═════ EXERCISE DATA

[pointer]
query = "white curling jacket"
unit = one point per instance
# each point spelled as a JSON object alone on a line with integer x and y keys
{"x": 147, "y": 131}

══════════

WHAT YOU WILL DO
Convert the listing above into a Markdown table with two columns, No. and Entry. Put each non-blank line of the listing in its own numbered row.

EXERCISE ANSWER
| No. | Entry |
|---|---|
| 1 | [pointer] |
| 2 | query = "white curling jacket" |
| 3 | unit = one point per instance |
| 4 | # each point spelled as a JSON object alone on a line with integer x and y keys |
| 5 | {"x": 147, "y": 131} |